— begin Document extract —

ClusterKit Architecture

This document provides a detailed look at ClusterKit's internal architecture, design decisions, and how the components work together.

Overview
System Architecture
Core Components
Data Flow
Raft Consensus
Consistent Hashing
Health Checking
Event System
Persistence
Design Decisions

Overview

ClusterKit is built on three fundamental pillars:

Raft Consensus - For distributed agreement on cluster state
Consistent Hashing - For deterministic partition assignment
Event Hooks - For application integration

┌──────────────────────────────────────────────────────┐
│              Application Layer                        │
│  (Your KV Store, Cache, Queue, Business Logic)       │
└───────────────────┬──────────────────────────────────┘
                    │ ClusterKit API
┌───────────────────▼──────────────────────────────────┐
│              ClusterKit Library                       │
│  ┌────────────┬────────────┬──────────────────────┐  │
│  │   Raft     │ Consistent │   Hook               │  │
│  │ Consensus  │  Hashing   │  Manager             │  │
│  └────────────┴────────────┴──────────────────────┘  │
└──────────────────────────────────────────────────────┘

System Architecture

Layered Design

┌─────────────────────────────────────────────────────────────┐
│                    Application Layer                         │
│         (Storage, Replication, Business Logic)              │
└────────────────────┬────────────────────────────────────────┘
                     │ Public API (7 methods + hooks)

— end Document extract —

Reproduce the passage of the ClusterKit architecture document starting at "ClusterKit Architecture" and ending at "components work together.".

— begin Data excerpt —

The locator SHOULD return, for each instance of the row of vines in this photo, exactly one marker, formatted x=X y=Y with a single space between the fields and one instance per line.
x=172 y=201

— end Data excerpt —

Response to the task:
ClusterKit Architecture

This document provides a detailed look at ClusterKit's internal architecture, design decisions, and how the components work together.